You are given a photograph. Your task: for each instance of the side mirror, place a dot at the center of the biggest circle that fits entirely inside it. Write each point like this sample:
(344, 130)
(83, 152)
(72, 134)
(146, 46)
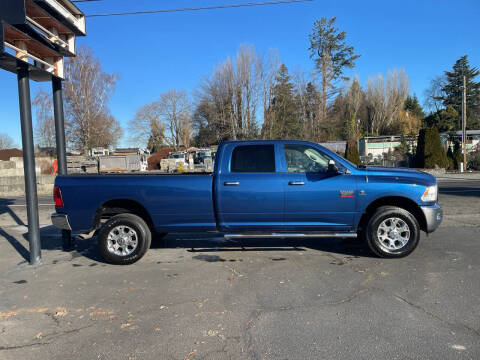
= = = =
__Your task__
Output the records exactly. Drop the images.

__Reply__
You are given a photograph. Your task: for each instance of the side mirror, place a dot at the center of the biggest circle that fits entirely inside it. Write each point like this sample:
(344, 130)
(83, 152)
(72, 134)
(146, 46)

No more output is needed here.